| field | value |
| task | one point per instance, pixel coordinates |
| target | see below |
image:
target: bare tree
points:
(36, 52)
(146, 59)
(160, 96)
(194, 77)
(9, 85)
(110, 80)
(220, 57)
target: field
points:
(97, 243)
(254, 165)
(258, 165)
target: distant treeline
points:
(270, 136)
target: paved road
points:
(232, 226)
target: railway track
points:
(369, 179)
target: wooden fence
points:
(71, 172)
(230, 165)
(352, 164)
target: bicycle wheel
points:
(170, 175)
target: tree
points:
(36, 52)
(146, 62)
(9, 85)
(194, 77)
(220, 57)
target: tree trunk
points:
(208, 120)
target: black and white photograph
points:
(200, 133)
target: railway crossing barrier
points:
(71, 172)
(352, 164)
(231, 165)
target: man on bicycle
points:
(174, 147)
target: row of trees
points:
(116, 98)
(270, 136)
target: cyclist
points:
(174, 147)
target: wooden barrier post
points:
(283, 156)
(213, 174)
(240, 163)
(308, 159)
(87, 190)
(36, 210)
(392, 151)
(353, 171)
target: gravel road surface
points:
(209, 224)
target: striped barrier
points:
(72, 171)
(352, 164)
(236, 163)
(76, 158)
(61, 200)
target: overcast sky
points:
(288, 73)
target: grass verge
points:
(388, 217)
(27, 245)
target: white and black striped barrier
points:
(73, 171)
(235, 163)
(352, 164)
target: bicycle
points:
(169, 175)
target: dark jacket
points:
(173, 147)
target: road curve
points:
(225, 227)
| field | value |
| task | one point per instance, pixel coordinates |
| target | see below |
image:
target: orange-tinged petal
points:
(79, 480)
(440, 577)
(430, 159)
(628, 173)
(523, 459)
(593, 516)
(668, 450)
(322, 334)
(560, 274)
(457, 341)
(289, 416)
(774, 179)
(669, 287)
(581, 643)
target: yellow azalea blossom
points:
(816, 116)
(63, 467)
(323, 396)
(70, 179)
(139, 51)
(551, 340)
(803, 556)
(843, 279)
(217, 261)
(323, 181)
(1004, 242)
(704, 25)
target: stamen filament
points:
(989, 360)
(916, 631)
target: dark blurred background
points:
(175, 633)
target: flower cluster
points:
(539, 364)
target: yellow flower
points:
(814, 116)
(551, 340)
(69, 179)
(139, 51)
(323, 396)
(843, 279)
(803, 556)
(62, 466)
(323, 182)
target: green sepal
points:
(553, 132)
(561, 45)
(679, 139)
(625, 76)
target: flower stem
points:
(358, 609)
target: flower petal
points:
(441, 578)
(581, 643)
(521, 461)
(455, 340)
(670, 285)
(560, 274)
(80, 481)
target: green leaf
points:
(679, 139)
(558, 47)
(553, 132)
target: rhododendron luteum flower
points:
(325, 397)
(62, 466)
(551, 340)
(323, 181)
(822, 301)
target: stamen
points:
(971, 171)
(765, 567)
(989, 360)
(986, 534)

_ _ _ _

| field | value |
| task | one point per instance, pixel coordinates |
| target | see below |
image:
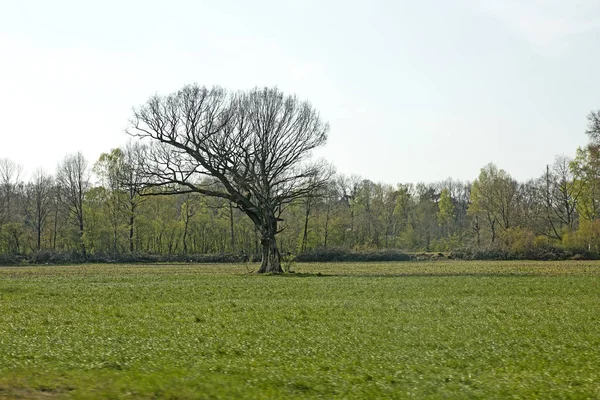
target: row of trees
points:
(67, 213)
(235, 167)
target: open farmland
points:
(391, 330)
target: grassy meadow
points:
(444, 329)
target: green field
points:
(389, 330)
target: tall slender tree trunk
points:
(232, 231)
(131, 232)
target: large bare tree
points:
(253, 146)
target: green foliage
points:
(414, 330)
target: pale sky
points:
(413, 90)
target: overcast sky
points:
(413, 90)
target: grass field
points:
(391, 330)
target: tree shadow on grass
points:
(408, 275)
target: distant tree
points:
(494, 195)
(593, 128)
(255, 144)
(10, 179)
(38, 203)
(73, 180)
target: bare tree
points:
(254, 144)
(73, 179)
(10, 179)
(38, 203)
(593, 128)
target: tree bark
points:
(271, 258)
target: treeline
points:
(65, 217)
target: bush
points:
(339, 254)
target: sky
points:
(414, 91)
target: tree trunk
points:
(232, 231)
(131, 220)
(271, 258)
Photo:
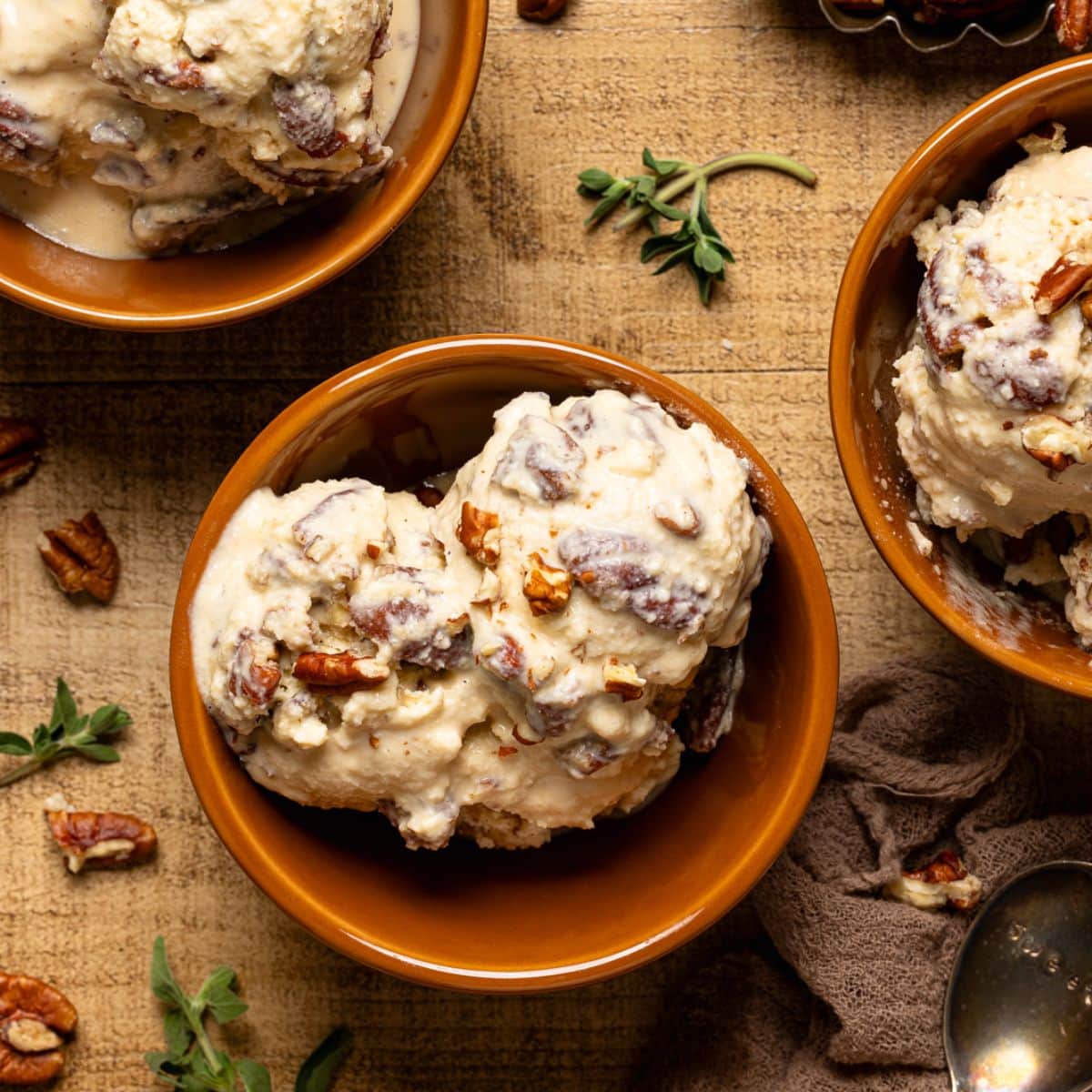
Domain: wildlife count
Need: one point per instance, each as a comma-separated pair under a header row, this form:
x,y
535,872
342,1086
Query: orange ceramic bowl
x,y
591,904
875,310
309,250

_ _ _ _

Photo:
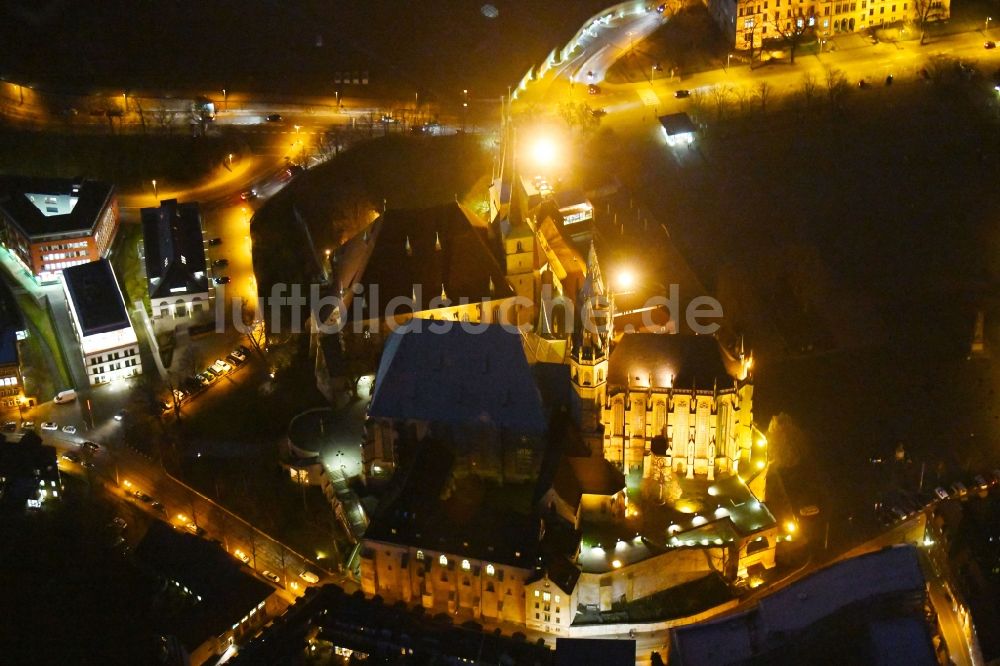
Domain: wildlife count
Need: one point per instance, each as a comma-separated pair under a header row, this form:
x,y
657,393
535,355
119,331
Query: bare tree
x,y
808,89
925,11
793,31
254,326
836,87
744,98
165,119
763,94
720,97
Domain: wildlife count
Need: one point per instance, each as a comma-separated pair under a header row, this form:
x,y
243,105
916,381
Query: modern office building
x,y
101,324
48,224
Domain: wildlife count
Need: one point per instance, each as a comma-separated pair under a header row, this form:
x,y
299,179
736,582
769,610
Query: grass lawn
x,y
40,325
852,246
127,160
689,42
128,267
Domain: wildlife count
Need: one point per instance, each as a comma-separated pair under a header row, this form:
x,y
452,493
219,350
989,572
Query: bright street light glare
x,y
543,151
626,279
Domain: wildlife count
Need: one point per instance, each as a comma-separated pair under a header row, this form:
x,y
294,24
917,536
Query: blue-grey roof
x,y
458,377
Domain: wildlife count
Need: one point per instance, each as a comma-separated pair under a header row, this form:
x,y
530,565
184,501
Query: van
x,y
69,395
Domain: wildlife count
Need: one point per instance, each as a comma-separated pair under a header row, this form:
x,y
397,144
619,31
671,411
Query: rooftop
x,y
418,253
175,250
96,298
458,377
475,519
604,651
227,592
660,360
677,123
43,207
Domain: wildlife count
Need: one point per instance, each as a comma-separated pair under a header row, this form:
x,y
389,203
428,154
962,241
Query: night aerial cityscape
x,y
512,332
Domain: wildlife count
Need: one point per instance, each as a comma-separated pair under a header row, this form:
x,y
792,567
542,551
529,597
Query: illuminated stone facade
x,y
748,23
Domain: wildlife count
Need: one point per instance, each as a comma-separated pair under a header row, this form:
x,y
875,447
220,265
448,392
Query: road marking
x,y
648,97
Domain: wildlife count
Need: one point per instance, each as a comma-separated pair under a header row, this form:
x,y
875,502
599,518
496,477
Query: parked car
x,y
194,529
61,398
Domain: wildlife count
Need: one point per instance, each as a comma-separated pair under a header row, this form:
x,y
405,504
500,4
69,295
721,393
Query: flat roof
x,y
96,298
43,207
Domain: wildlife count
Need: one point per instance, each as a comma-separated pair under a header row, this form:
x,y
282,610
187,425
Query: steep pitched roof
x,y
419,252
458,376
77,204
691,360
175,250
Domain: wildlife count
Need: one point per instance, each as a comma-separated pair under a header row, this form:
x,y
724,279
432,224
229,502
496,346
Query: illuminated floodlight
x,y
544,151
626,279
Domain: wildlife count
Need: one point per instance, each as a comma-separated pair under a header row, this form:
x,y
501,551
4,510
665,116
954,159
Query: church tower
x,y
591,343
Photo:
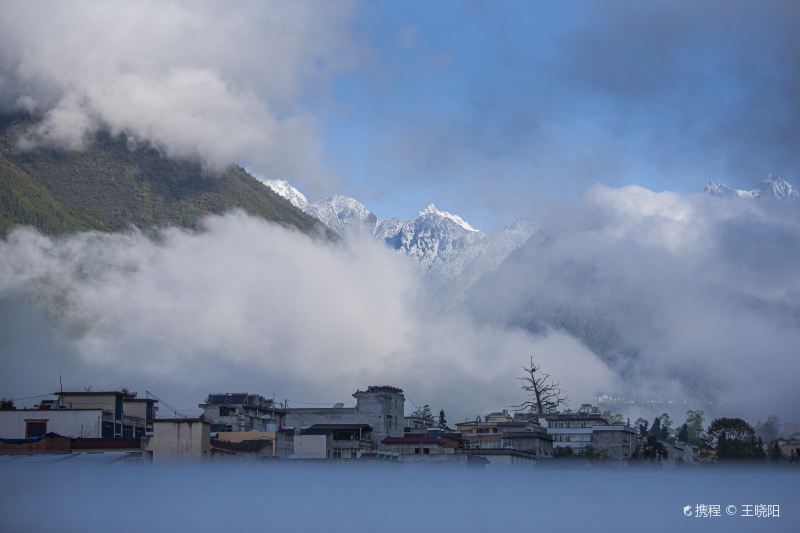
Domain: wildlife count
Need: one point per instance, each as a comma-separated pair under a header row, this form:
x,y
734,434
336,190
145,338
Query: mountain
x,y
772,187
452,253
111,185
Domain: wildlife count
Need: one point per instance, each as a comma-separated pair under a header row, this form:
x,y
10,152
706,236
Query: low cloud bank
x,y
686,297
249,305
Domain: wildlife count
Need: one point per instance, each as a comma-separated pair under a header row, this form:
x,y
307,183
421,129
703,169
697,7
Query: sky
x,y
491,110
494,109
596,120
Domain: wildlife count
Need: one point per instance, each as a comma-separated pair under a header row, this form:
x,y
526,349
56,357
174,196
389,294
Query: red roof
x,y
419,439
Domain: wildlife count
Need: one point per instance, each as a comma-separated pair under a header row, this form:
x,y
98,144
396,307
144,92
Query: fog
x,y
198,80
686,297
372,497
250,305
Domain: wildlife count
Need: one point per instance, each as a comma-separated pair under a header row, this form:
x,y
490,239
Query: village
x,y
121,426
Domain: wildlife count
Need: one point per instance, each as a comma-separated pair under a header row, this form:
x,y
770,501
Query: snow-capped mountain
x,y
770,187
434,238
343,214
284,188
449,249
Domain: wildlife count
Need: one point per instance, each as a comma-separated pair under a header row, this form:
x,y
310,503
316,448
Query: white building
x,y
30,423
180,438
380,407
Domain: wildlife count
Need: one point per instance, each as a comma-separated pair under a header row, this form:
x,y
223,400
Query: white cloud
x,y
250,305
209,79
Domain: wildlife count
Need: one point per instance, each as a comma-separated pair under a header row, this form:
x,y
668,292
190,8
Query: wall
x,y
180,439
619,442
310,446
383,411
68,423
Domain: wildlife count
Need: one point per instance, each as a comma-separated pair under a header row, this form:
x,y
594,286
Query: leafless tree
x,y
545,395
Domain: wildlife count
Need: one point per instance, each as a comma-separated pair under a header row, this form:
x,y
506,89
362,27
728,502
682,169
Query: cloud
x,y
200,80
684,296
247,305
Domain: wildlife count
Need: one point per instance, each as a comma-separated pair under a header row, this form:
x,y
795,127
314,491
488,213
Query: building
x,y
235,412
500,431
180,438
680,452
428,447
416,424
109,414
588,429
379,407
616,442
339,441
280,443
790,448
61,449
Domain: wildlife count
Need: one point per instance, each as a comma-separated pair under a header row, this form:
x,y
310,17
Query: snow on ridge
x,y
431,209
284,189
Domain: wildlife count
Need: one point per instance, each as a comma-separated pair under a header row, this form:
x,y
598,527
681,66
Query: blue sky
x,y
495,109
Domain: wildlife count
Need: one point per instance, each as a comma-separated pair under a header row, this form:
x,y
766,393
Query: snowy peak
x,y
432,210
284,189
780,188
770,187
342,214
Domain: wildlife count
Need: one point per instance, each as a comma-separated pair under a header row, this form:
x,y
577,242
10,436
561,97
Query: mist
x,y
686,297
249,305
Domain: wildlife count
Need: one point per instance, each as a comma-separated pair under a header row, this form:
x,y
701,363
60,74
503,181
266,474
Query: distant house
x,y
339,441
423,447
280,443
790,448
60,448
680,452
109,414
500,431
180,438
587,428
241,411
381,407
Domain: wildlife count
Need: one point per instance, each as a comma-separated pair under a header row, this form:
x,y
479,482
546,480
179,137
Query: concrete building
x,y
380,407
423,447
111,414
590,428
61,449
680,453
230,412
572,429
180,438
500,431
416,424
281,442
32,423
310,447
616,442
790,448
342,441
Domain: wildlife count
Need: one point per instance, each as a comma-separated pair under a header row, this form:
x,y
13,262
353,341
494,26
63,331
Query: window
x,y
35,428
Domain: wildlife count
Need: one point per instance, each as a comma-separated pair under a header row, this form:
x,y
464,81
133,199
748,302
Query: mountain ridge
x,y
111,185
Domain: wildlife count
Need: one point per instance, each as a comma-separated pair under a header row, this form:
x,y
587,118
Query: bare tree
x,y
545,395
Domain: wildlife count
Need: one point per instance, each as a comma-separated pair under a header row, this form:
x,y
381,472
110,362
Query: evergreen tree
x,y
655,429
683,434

_ _ _ _

Find each line above that contains the string "mountain", treating uppercase and lowercase as different, and copy every such line.

*Answer to this task:*
Query: mountain
Query: snow-capped mountain
Query: mountain ridge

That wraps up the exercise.